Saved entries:
++++++
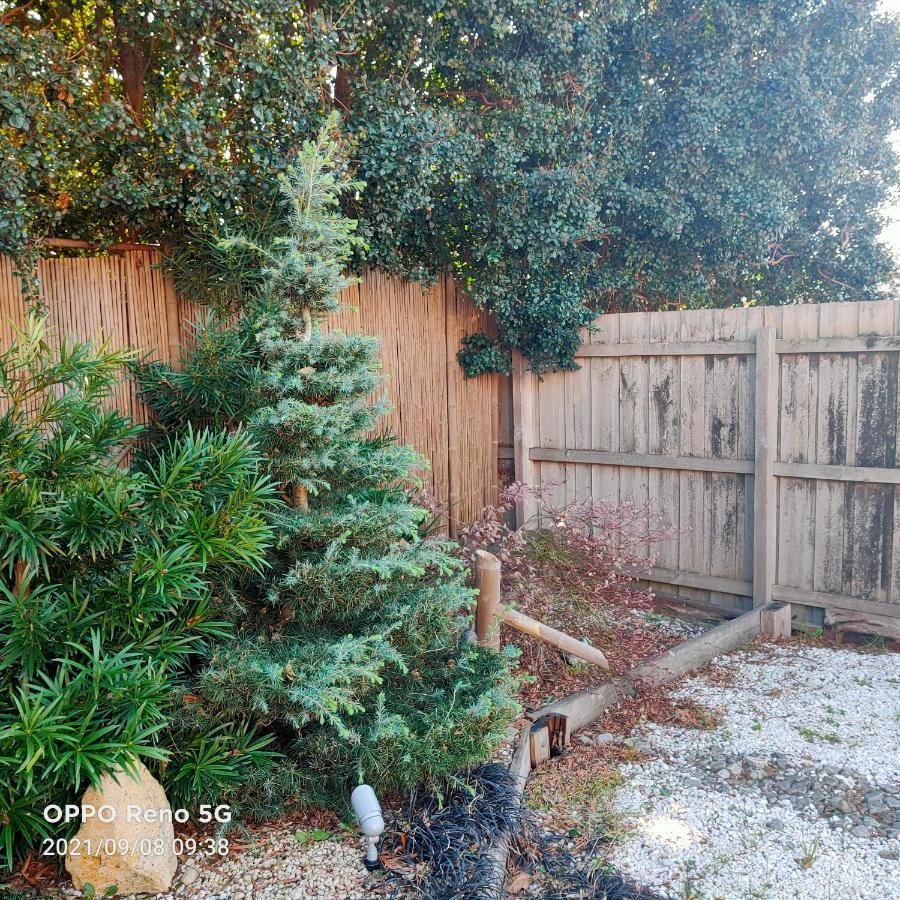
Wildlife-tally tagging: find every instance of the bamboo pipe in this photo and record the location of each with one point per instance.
(555, 638)
(488, 616)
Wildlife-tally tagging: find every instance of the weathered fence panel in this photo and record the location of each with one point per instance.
(452, 421)
(766, 436)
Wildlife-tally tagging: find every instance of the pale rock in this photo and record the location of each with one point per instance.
(133, 872)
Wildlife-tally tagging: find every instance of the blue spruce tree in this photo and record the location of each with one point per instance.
(350, 647)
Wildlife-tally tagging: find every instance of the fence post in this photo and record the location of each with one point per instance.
(765, 488)
(524, 384)
(487, 580)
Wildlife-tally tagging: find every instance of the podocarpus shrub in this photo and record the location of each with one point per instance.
(349, 647)
(104, 576)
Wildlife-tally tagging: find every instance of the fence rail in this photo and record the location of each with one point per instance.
(767, 437)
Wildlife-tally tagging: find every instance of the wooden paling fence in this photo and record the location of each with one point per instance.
(766, 436)
(127, 299)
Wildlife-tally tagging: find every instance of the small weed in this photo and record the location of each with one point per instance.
(311, 837)
(876, 644)
(809, 854)
(689, 890)
(814, 736)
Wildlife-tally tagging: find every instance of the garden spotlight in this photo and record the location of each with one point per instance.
(368, 813)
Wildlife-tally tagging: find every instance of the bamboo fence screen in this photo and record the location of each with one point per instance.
(126, 299)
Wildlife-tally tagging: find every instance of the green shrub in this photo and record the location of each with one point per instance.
(105, 574)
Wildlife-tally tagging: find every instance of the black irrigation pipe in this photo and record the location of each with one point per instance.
(450, 839)
(456, 842)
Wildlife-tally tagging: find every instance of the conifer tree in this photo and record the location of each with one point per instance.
(350, 647)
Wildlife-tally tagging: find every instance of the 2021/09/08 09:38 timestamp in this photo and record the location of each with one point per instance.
(211, 846)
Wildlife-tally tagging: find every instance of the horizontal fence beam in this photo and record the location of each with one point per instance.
(871, 344)
(823, 472)
(669, 348)
(702, 582)
(642, 460)
(828, 600)
(780, 592)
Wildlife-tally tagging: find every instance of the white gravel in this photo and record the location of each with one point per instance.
++++++
### The task
This exercise asks for the line with "Wildlife-tally tagging: find every instance of the black" and all lines after it through the end of the records above, retyped exactly and with nothing else.

### Task output
Wildlife-tally tagging: find every instance of the black irrigation pipe in this photo and record the location of each with one point per instance.
(450, 839)
(456, 842)
Wildlife-tally tagging: find every instance of the conifer tree in this photo and record the location of each with one point per instance.
(350, 647)
Wildlife-tally tagging: find every instance of the 2021/09/08 09:38 timestamp in this photo and record the location of each with one point per instance.
(211, 846)
Wildlife-tally tagging: find every instance of the horizontal fence beam in this photo and record the location of each with one point per instance.
(871, 344)
(823, 472)
(669, 348)
(702, 582)
(642, 460)
(828, 600)
(780, 592)
Wildlife-tally tagging: find every instance of the white gravel in this photo and record the location of each with one point per instance.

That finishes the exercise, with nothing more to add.